───── Excerpted passage

Post 287.

Wandering through Havana’s streets and Cuban history this week, I wondered what lesson to draw from their contradictions.

Then, independent Afro-Cuban artist, Nancy Cepero, softly shared a saying she lives by, “Cuando la verdad despierta, no puede volver a dormirse”. In English, “when truth wakes up, she cannot go back to sleep”. I’ve been walking with it since.

I was here in 2004, still dreaming of the 1959 Cuban revolution and its renegade socialist idealism. The Museum of the Revolution, with its bullet-holes, and letters and photographs of lost, loved comrades, struck my heart with the intimacy of its remembering.

Trinidad and Tobago has nothing like that for the 1930s height of Indian-African labour solidarity nor independence in 1962 nor Black Power consciousness in 1970 because we identify with the modern and Miami, as if our past and its foot soldiers have neither familiarity nor value.

It’s like Ziya said to me during one of our moments of internet connection, “Auntie is travelling to a better place than you”. “Where’s that?” I asked “Walmart”, she responded, leaving me mid-sentence about the devastation of hurricanes on the Cuban economy, the crumbling dignity of once-beautiful buildings, and the inspiration of a place that bravely waged armed war against imperialism and injustice.

Now in 2018, I know better than to over-invest in myth. At the same time, I still can’t shake off admiration for a boldfaced, small-island Caribbean experiment that might have succeeded if not for the punishment of a half-century US blockade, the wielding of tightly controlled state power, and human fallibility.

Listening to lectures on sociology, economics and international relations with the fourteen UWI graduate students whom the Institute for Gender and Development Studies (IGDS) brought here on a study tour, we heard the official story: everyone has a house, women are excelling in academics and professions, sex workers are assisted out of their exploitative occupation, the nation is a democracy, and racism is firmly rejected by the state.

──────────

To do
Print the Havana post word for word from "Then, independent Afro-Cuban" up to and including "with it since.".

───── Provided material

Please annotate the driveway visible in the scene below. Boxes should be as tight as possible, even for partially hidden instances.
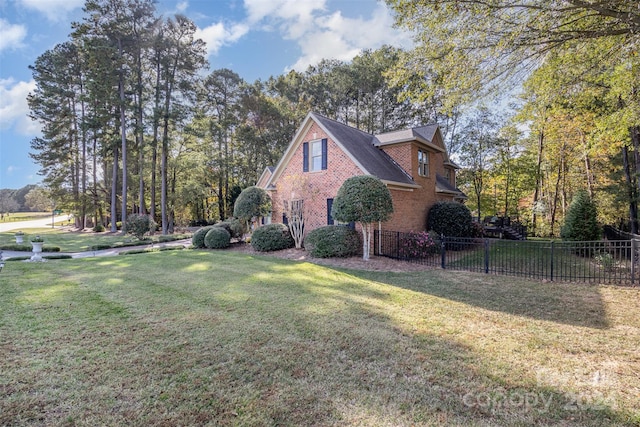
[0,215,191,259]
[0,215,69,233]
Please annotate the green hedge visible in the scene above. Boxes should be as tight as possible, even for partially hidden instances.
[251,224,295,252]
[216,218,246,239]
[191,225,215,249]
[304,225,362,258]
[204,227,231,249]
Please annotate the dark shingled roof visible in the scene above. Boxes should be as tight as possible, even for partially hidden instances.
[436,174,467,199]
[311,113,417,185]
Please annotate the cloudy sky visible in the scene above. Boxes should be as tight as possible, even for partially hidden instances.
[0,0,410,189]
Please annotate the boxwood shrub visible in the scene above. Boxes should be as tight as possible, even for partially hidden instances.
[204,227,231,249]
[191,225,214,249]
[216,218,246,239]
[251,224,294,252]
[304,225,362,258]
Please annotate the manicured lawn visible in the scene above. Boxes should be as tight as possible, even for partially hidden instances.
[2,212,51,222]
[0,250,640,426]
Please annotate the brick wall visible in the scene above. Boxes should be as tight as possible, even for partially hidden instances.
[270,118,452,234]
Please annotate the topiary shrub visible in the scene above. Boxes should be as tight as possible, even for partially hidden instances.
[191,225,215,249]
[560,190,601,241]
[216,218,246,239]
[304,225,362,258]
[251,224,295,252]
[427,202,474,237]
[233,186,271,226]
[204,227,231,249]
[331,175,393,260]
[127,214,156,240]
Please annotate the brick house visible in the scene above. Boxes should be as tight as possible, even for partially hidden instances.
[256,112,466,234]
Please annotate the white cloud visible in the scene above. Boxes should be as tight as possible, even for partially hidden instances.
[195,22,249,55]
[291,4,411,71]
[0,18,27,52]
[19,0,84,21]
[244,0,325,39]
[176,1,189,13]
[0,79,40,136]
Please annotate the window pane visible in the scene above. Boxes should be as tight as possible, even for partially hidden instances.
[311,141,322,157]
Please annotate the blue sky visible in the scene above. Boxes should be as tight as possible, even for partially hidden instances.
[0,0,411,189]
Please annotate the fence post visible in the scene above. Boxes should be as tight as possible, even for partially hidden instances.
[483,239,489,274]
[631,239,636,285]
[549,240,554,282]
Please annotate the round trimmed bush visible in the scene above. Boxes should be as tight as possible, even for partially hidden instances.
[204,227,231,249]
[191,225,214,249]
[427,202,474,237]
[251,224,295,252]
[304,225,362,258]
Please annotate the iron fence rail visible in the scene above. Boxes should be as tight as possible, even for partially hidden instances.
[374,230,640,284]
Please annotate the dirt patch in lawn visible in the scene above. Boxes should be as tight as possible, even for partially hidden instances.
[230,243,433,272]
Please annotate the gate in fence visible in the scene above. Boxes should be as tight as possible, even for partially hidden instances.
[374,230,640,285]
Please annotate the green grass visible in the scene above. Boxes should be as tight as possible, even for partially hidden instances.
[2,212,51,222]
[0,250,640,426]
[0,228,190,252]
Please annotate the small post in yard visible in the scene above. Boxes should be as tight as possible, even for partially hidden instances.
[549,240,554,282]
[484,239,489,274]
[631,239,636,285]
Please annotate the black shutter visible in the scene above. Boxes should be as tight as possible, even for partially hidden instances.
[302,142,309,172]
[322,138,327,170]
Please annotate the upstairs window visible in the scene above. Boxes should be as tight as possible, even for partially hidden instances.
[302,138,327,172]
[418,150,429,176]
[445,168,456,187]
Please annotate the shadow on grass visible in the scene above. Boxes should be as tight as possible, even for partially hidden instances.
[350,270,609,329]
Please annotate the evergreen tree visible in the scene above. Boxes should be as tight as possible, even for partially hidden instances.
[560,190,601,241]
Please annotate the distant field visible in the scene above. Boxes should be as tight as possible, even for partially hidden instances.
[0,212,51,222]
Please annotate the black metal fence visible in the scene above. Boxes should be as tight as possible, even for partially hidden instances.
[374,230,640,284]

──────────

Reply to the task
Then, independent Afro-Cuban artist, Nancy Cepero, softly shared a saying she lives by, “Cuando la verdad despierta, no puede volver a dormirse”. In English, “when truth wakes up, she cannot go back to sleep”. I’ve been walking with it since.